Aim for an exact copy of the listing, without any images.

▸ **Input data**
———

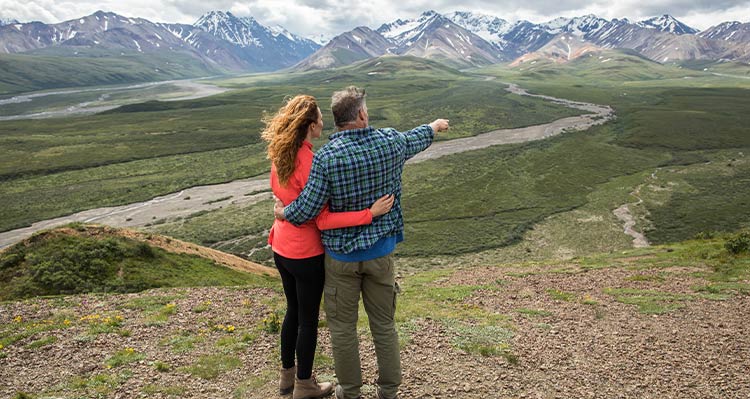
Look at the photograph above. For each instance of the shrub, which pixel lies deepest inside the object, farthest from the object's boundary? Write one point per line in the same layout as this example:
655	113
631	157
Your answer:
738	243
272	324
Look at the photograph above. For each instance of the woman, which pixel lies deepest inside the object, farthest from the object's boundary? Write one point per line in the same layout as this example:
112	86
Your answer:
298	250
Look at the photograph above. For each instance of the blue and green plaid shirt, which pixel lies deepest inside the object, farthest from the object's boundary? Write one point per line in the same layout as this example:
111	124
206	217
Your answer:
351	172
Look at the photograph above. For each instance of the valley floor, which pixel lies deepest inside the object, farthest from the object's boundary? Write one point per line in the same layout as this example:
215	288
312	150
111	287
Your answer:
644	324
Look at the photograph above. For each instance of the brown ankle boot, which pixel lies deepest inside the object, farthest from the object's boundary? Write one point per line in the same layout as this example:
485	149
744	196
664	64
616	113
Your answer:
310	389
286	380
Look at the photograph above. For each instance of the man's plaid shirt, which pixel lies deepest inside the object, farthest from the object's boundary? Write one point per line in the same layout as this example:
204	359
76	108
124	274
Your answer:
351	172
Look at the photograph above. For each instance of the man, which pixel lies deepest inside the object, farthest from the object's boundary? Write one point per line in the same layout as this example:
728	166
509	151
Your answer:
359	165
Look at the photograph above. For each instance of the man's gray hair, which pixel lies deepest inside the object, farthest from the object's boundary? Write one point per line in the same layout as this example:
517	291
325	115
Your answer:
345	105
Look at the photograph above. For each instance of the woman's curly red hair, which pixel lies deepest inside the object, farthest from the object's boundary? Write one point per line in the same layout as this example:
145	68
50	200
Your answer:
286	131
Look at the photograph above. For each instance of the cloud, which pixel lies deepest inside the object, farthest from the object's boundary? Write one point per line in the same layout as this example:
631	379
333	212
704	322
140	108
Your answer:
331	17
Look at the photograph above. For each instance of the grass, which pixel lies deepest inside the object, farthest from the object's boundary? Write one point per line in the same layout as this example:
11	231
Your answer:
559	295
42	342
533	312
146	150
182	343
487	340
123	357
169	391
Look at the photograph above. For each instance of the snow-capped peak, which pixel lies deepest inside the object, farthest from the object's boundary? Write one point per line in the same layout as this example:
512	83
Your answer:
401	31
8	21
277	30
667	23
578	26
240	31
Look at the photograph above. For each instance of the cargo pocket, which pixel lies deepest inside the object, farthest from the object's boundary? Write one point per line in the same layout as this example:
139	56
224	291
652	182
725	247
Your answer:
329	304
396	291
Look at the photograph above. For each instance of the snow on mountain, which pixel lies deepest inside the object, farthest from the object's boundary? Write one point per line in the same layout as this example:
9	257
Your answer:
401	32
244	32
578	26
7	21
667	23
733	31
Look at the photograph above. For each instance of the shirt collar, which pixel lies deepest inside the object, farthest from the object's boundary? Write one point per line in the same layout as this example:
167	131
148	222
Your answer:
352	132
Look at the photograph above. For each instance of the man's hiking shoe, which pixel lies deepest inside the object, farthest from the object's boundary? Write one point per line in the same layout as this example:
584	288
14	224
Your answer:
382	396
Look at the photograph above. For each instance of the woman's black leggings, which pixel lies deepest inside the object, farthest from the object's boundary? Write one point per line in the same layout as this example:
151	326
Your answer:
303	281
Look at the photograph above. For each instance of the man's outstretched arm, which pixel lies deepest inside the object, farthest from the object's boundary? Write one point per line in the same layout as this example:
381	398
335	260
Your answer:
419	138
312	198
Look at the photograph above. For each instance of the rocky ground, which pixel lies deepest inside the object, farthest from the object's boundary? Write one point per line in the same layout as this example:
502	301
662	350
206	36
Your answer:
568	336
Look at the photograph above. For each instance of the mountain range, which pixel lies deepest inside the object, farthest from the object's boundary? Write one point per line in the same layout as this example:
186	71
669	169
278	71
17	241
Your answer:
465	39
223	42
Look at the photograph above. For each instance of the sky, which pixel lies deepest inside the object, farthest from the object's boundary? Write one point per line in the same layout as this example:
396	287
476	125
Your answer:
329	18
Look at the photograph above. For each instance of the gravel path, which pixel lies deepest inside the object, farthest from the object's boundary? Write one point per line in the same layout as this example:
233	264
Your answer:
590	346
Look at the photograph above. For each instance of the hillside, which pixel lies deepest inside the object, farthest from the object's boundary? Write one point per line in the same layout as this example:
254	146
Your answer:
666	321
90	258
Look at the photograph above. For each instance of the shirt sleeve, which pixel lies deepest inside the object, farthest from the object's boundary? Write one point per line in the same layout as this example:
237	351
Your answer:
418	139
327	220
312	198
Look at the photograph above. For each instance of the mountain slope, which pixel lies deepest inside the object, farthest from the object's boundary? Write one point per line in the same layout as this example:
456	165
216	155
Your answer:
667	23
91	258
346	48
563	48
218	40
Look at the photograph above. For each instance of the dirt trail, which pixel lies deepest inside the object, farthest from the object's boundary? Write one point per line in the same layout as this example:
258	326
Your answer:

———

▸ **Response area**
Look at the photograph above. For each instance of the shrub, which pixel lies deepest inside the object, farthest from the object's boundary? Write one point per line in the same layout as this example:
655	113
631	157
Your answer:
738	243
272	324
Look at the photograph above. For each instance of the woman, which pixel lies deepest inside the object, farthest from the object's boundary? Write one point per line in the same layout as this example:
112	86
Your answer:
298	250
Look at the photograph above. For each instance of the blue and green plaid shirt, which pixel lies deepest inside the object, farthest from the object's boundary? Write one point per line in the same layout as this example:
111	124
206	217
Your answer:
351	172
Look at the photograph above. For each instance of the valley floor, which pixel lies deepest inside the object, farthest from the object's boundary? Write one point per line in the same layout as this example:
215	288
312	150
111	287
Your answer:
644	324
Look at the photograph above. For each instance of the brown ankle boot, which pixel lies deepest inside the object, farthest from the object's boundary? Write one point per line in the same layout as this example:
485	149
744	196
664	64
616	113
Your answer:
310	389
286	380
Look at the photograph above. For each instance of the man's plaid shirt, which pixel lies deepest inside the object, farthest from the object's boundary? Write one point per line in the same layout as this example:
204	359
76	108
124	274
Your answer:
351	172
Look at the photograph above. For each instance of the man, which pixel lies deepest inside the object, farthest from the object's boundary? Write one point per line in the same layout as this example:
728	166
509	151
Your answer:
359	165
Look at the photograph above. For each instance of the man's gray hair, which pixel lies deepest inside the object, farthest from the object's boundary? Write one point per line in the same layout as this example:
517	291
325	115
Your answer:
345	105
Look at the photograph above. For each instance of the woman's curly red hair, which pixel lies deepest inside the object, farthest from the object's boundary? Write one point per line in the same layout as this example:
145	68
50	200
Your answer:
286	131
Look at the photograph above. For each instance of the cloud, which pixel lies deepest inside the object, farthest from the object's boundary? Write one point per line in the same layout as this example:
631	379
333	212
704	322
140	108
Your answer:
331	17
Look at the photograph above. For each instance of the grass, which pixel lies deepest inside the object, farthest from the object's boundary? Write one point per line in the same layout as this example:
11	231
Your answer:
559	295
42	342
533	312
146	150
182	343
487	340
123	357
169	391
Look at the photograph above. For each instance of the snow-capped peak, which pixel lies deepest inside the object, farthest from the object's boundary? Write one point per line in the same layout as this example:
512	83
Your answer:
401	31
8	21
277	30
667	23
578	26
240	31
Look at the photograph above. For each instance of the cargo pocket, which pixel lies deepest inside the object, farthest from the object's boundary? Write one point per line in the same layout as this example:
139	56
224	291
652	182
725	247
Your answer:
329	304
396	291
Look at the photograph above. For each instance of the snow on mountain, which pixel lies deepest inside the object, farthest from the object's boundary? Write one point per line in the same layout as this example:
9	257
Your answer:
401	32
244	32
578	26
7	21
667	23
733	31
Look at the photograph above. For each instance of the shirt collar, which pixel lies deepest inside the object, farthest from the object's boundary? Write one point per line in the same layout as this example:
167	131
148	222
Your answer:
352	132
Look at the photograph above. For each instance of the man's hiking shoe, which pixel lies deepest inside the object, farthest from the object's boundary? Write one point per line in the same layout as this example:
584	288
14	224
Your answer:
382	396
Look at the photograph above. For each instance of the woman's black leggings, which pixel lies deepest inside the object, farthest from the object's boundary? Write one point per line in the same layout as this example:
151	326
Your answer:
303	281
Look at the photograph above. For each instance of the man's outstretched arm, which pixel lies deepest inside the object, farthest from the object's boundary? Write one point per line in the same layout as this example:
381	398
335	260
Your answer:
419	138
312	198
Look at the photograph above. For each instance of the rocky ground, which pixel lies deepest inside the object, farthest from the object's boundary? Write one point per line in the same layout as this example:
502	301
662	350
206	36
Your answer:
568	336
Look at the photograph above. For each instance of the mountain range, which pixel lies deepest inside the object, farthest from the object's boundary? Write one point per line in the same layout as this example:
186	71
669	169
278	71
17	241
Your answer:
465	39
223	42
Look at the photograph above. For each instance of the sky, which pixel lies deepest inside the object, farthest from the object's boundary? Write one point per line in the same layout as this example:
396	287
476	125
Your answer:
329	18
Look at the photograph above. For each instance of the gravel path, which pixel lies deepest inside the object, farthest from the object's boundary? Write one point per line in the same layout as this example:
233	264
Your answer:
590	346
Look at the photograph above. For each instance of the hillside, which pixel lies deepest inside the object, farthest from the object's boundary? Write one point per line in the same layout as this example:
254	146
Your answer:
666	321
90	258
Look at the photograph above. For each instance of the shirt sleeve, which pixel lies deepest inside the object, farthest from the object's boundary? Write one point per line in the same layout as this example:
237	351
Your answer:
418	139
327	220
312	198
Look at the photograph above. For each instance of the mountain slope, which pixel lies deepest inside the object, farthest from the object's boundary? Write one point per line in the same layout as this example:
456	165
216	155
Your answer:
667	23
91	258
346	48
563	48
218	40
Look at the photograph above. For each instance of the dirt trail, which pixel lies deepest inside the object, farthest from the object's boundary? Write one point per line in the same layout as this example:
258	326
Your answer:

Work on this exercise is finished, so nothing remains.